» **TASK REQUIREMENTS**: Each line from the one that holds "One point goes on each instance of the framed" to the end of the records is to be retyped exactly. Pictures are not part of the copy.

──────── DATA ENTRIES

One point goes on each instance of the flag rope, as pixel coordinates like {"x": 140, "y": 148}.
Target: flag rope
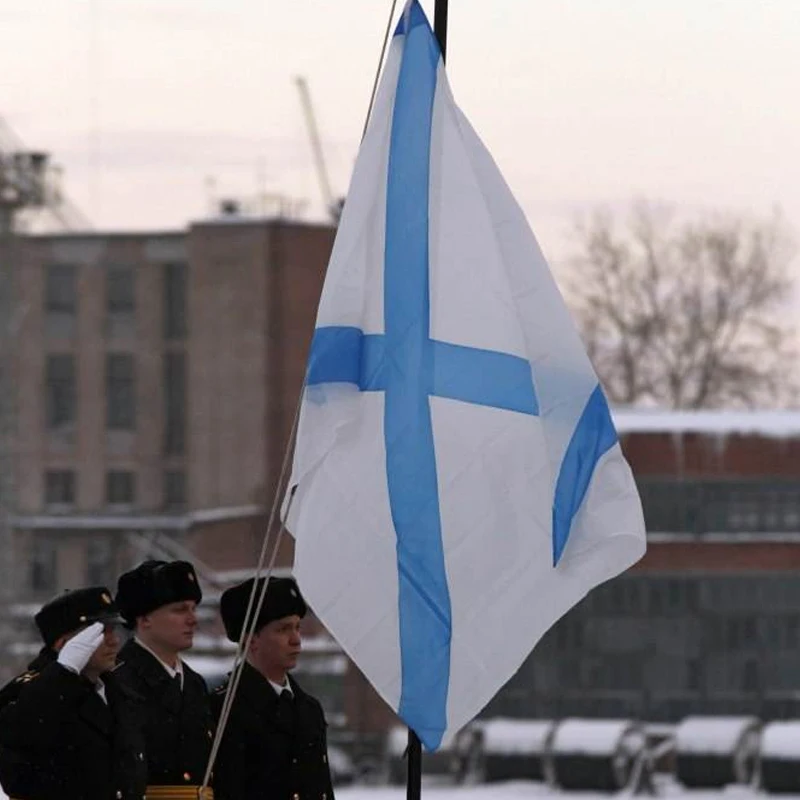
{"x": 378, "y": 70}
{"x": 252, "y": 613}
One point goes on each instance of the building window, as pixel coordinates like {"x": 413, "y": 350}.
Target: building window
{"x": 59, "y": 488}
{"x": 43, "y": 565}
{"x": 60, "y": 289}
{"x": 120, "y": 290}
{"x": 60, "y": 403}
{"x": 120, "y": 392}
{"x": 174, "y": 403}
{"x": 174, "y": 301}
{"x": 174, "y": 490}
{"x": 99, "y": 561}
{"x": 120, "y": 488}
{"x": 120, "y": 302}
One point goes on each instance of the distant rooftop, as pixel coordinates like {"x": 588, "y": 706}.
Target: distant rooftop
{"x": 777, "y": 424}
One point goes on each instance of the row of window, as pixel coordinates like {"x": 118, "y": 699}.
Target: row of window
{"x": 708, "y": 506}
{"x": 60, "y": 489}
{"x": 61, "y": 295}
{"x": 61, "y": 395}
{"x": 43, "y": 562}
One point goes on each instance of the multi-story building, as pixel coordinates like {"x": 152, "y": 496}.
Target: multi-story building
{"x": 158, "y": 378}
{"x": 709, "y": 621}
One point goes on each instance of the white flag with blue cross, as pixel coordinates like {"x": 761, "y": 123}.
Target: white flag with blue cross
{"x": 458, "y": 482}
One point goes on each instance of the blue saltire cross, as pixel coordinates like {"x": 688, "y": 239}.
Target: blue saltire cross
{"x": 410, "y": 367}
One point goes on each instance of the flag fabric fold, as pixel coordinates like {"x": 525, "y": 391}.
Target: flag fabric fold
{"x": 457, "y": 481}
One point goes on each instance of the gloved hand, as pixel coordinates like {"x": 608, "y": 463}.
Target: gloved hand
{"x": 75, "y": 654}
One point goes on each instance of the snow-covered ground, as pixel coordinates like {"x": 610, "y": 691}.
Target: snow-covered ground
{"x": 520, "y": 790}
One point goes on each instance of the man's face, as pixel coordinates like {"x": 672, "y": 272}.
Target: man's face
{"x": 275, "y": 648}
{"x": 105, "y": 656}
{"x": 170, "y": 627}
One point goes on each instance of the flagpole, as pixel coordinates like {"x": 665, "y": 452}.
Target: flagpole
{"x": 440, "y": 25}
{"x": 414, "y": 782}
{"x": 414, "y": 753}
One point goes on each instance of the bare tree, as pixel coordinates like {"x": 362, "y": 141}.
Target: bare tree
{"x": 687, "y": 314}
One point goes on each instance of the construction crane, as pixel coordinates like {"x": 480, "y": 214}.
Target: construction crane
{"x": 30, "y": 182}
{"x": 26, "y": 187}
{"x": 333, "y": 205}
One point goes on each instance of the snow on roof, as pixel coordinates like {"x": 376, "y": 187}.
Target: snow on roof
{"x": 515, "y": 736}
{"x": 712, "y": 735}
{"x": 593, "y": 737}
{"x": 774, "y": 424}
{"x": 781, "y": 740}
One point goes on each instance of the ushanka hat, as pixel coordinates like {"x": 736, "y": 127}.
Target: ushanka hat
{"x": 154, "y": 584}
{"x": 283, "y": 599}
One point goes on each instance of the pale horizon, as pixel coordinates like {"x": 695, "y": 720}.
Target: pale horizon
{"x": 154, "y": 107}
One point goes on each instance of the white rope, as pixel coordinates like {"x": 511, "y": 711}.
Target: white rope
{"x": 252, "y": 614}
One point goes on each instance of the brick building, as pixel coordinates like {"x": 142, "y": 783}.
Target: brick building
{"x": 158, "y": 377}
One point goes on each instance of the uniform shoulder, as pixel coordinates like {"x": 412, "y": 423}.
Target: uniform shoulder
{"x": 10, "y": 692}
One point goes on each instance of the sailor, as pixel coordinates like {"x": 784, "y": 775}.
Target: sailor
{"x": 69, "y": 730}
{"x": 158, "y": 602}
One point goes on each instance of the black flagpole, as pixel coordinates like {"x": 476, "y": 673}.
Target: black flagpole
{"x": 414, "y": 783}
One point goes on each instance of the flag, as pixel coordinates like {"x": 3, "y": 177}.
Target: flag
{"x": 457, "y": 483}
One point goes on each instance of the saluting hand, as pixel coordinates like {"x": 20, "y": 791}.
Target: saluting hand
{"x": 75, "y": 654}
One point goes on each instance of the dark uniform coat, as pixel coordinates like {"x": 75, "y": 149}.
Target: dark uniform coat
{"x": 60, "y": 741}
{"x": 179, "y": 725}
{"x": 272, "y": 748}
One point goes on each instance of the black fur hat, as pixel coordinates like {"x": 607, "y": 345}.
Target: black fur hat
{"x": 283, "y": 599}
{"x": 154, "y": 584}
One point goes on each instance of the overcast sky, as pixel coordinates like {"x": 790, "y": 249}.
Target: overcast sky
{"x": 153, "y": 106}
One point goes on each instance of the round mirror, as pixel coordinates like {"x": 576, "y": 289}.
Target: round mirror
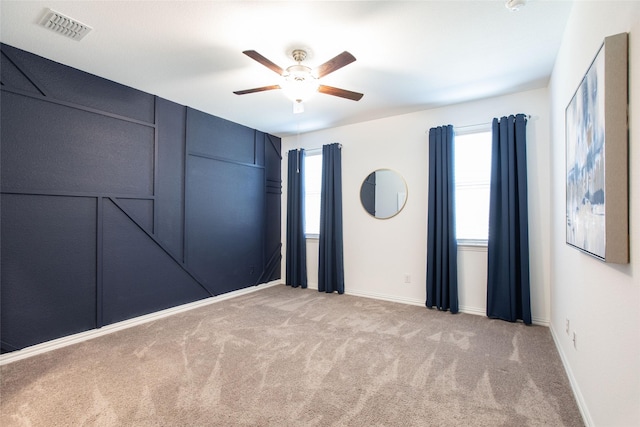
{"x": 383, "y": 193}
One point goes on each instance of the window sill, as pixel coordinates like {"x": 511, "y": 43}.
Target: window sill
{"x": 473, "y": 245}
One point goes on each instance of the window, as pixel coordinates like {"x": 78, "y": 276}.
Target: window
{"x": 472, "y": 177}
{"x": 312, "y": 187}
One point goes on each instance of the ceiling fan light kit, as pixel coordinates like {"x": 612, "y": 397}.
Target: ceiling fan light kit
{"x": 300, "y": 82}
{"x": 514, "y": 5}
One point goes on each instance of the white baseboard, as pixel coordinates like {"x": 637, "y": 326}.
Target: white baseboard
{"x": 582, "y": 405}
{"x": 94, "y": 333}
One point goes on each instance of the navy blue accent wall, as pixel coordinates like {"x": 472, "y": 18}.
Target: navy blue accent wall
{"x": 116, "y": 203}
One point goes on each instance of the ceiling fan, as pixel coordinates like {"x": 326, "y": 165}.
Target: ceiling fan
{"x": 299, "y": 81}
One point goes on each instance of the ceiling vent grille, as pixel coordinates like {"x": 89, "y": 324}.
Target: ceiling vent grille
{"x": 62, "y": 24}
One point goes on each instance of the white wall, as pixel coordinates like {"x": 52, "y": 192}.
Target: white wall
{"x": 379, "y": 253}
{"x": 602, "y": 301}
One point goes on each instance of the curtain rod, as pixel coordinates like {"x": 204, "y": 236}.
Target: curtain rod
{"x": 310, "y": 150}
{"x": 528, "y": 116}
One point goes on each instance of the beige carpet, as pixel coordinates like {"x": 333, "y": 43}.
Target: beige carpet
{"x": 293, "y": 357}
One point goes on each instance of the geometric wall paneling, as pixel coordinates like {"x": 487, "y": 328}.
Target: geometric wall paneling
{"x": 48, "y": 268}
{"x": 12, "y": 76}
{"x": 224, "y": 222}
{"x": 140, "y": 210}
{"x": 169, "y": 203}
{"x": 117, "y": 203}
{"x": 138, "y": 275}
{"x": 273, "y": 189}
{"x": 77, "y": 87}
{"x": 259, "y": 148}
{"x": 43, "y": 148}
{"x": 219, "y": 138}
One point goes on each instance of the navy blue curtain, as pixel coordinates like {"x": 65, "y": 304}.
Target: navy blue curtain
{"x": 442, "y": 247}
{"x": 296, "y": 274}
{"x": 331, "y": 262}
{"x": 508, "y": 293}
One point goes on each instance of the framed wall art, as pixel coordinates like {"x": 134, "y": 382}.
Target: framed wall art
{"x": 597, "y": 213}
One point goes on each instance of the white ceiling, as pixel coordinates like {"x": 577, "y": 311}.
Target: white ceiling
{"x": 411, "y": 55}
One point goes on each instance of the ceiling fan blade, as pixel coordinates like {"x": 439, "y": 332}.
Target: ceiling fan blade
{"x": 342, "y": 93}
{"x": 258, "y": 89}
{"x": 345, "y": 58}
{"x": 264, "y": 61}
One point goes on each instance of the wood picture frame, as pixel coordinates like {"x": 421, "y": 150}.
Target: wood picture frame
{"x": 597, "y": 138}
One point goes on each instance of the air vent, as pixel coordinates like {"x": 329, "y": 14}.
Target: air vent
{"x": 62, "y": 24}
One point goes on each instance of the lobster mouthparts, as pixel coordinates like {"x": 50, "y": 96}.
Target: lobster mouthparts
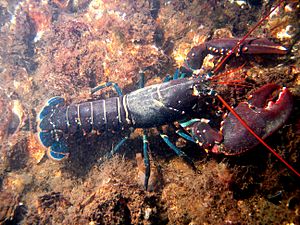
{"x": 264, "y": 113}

────────────────

» **REPLY TO THE TASK**:
One point goes on each instance of the framed wall art, as pixel coordinates like {"x": 134, "y": 382}.
Target: framed wall art
{"x": 597, "y": 213}
One point goes on each instance of the white ceiling, as pixel coordinates like {"x": 577, "y": 311}.
Target: white ceiling
{"x": 411, "y": 55}
One point goes on each instance of the ceiling fan blade, as pixel coordinates like {"x": 439, "y": 332}.
Target: ceiling fan blade
{"x": 342, "y": 93}
{"x": 258, "y": 89}
{"x": 345, "y": 58}
{"x": 264, "y": 61}
One point goes on each instance of the wood picture frame, as pixel coordinates like {"x": 421, "y": 150}.
Target: wood picture frame
{"x": 597, "y": 138}
One point goes on each instance of the air vent, as pixel coordinates like {"x": 329, "y": 14}.
Target: air vent
{"x": 62, "y": 24}
One point goes on each instance of the lobster mouthparts, as pixel coordinates like {"x": 50, "y": 96}.
Target: lobster mouthparts
{"x": 264, "y": 113}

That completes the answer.